** begin ENTRIES SUPPLIED **

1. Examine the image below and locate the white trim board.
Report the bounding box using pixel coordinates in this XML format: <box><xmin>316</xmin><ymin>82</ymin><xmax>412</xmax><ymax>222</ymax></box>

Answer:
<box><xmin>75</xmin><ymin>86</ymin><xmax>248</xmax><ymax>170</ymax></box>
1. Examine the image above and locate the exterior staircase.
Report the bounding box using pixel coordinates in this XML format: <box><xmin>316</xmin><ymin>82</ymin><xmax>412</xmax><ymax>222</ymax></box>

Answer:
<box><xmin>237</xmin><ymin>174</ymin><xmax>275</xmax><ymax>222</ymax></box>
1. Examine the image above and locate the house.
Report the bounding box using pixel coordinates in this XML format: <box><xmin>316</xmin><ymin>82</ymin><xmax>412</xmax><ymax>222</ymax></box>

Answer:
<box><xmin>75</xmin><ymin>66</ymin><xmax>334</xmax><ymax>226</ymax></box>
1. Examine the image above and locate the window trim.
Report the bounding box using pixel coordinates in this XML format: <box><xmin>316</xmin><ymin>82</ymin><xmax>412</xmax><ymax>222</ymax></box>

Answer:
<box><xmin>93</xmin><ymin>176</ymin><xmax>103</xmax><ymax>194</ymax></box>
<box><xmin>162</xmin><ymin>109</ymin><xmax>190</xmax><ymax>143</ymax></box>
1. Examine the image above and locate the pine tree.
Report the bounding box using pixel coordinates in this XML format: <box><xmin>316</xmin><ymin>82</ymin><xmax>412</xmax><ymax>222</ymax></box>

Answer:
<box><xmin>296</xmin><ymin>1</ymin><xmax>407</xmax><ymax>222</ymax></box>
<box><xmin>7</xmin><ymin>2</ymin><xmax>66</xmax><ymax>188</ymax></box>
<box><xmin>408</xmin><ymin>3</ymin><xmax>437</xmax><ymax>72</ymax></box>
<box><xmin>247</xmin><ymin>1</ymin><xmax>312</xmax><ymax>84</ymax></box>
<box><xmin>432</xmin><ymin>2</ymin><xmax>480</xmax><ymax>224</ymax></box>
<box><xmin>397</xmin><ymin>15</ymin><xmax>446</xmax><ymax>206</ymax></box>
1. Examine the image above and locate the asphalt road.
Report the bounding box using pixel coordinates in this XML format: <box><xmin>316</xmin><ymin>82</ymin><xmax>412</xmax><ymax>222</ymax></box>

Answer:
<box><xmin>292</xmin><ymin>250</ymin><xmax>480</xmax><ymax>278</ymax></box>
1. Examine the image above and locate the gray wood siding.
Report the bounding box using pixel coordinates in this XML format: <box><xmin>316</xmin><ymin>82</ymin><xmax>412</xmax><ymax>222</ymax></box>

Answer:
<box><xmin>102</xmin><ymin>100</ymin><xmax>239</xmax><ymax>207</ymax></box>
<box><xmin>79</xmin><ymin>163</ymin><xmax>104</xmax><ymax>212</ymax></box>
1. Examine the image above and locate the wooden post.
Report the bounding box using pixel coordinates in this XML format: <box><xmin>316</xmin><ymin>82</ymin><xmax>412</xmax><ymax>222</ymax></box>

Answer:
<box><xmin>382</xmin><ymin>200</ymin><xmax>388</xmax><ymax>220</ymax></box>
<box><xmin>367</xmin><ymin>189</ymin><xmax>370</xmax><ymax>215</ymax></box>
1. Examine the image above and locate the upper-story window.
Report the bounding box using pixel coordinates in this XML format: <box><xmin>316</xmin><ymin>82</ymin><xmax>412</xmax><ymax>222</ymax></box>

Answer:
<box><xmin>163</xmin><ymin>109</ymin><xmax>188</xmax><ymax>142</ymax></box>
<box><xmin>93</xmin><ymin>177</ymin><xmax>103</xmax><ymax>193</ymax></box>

** end ENTRIES SUPPLIED **

WORK REQUIRED: Reproduce all of the data above word for word.

EXERCISE RESPONSE:
1. Examine the image below and locate the white trim board.
Report the bounding box using pixel coordinates in this XML format: <box><xmin>316</xmin><ymin>82</ymin><xmax>412</xmax><ymax>222</ymax></box>

Answer:
<box><xmin>75</xmin><ymin>86</ymin><xmax>248</xmax><ymax>170</ymax></box>
1. Examine the image above and locate the exterior staircase.
Report the bounding box using pixel coordinates in this XML format: <box><xmin>316</xmin><ymin>82</ymin><xmax>412</xmax><ymax>222</ymax></box>

Answer:
<box><xmin>237</xmin><ymin>174</ymin><xmax>275</xmax><ymax>222</ymax></box>
1. Examine the image above and locate the house.
Report the bounding box using pixel coordinates in this XML format: <box><xmin>316</xmin><ymin>82</ymin><xmax>412</xmax><ymax>222</ymax></box>

Answer:
<box><xmin>75</xmin><ymin>66</ymin><xmax>334</xmax><ymax>226</ymax></box>
1. Examine the image above and locate the window trim.
Report the bounding box using pixel coordinates in this XML format: <box><xmin>316</xmin><ymin>82</ymin><xmax>412</xmax><ymax>222</ymax></box>

Answer:
<box><xmin>93</xmin><ymin>176</ymin><xmax>103</xmax><ymax>194</ymax></box>
<box><xmin>162</xmin><ymin>109</ymin><xmax>190</xmax><ymax>143</ymax></box>
1. Examine the image above and locate the pine tree.
Report the bounding box using pixel coordinates in this XML format: <box><xmin>316</xmin><ymin>82</ymin><xmax>412</xmax><ymax>222</ymax></box>

Answer:
<box><xmin>296</xmin><ymin>1</ymin><xmax>407</xmax><ymax>222</ymax></box>
<box><xmin>7</xmin><ymin>2</ymin><xmax>66</xmax><ymax>188</ymax></box>
<box><xmin>408</xmin><ymin>3</ymin><xmax>437</xmax><ymax>72</ymax></box>
<box><xmin>247</xmin><ymin>1</ymin><xmax>312</xmax><ymax>84</ymax></box>
<box><xmin>432</xmin><ymin>2</ymin><xmax>480</xmax><ymax>224</ymax></box>
<box><xmin>397</xmin><ymin>15</ymin><xmax>446</xmax><ymax>206</ymax></box>
1. Examine the image above and locate the asphalt road.
Report the bounding box using pixel coordinates in this XML format: <box><xmin>316</xmin><ymin>82</ymin><xmax>412</xmax><ymax>222</ymax></box>

Answer:
<box><xmin>292</xmin><ymin>250</ymin><xmax>480</xmax><ymax>278</ymax></box>
1. Examine the image above and locate the gray wood siding.
Report the bounding box using pixel coordinates in this XML format: <box><xmin>316</xmin><ymin>82</ymin><xmax>412</xmax><ymax>222</ymax></box>

Answer:
<box><xmin>102</xmin><ymin>100</ymin><xmax>239</xmax><ymax>207</ymax></box>
<box><xmin>79</xmin><ymin>163</ymin><xmax>104</xmax><ymax>212</ymax></box>
1. Examine the image above and locate the wooden post.
Report the bounding box using pixel coordinates in this XML format: <box><xmin>316</xmin><ymin>82</ymin><xmax>412</xmax><ymax>222</ymax></box>

Answer:
<box><xmin>382</xmin><ymin>200</ymin><xmax>388</xmax><ymax>220</ymax></box>
<box><xmin>367</xmin><ymin>189</ymin><xmax>370</xmax><ymax>215</ymax></box>
1. Examine the image above and locate the upper-story window.
Report the bounding box using pixel coordinates in this XML format: <box><xmin>316</xmin><ymin>82</ymin><xmax>412</xmax><ymax>222</ymax></box>

Answer:
<box><xmin>163</xmin><ymin>109</ymin><xmax>188</xmax><ymax>142</ymax></box>
<box><xmin>93</xmin><ymin>177</ymin><xmax>103</xmax><ymax>193</ymax></box>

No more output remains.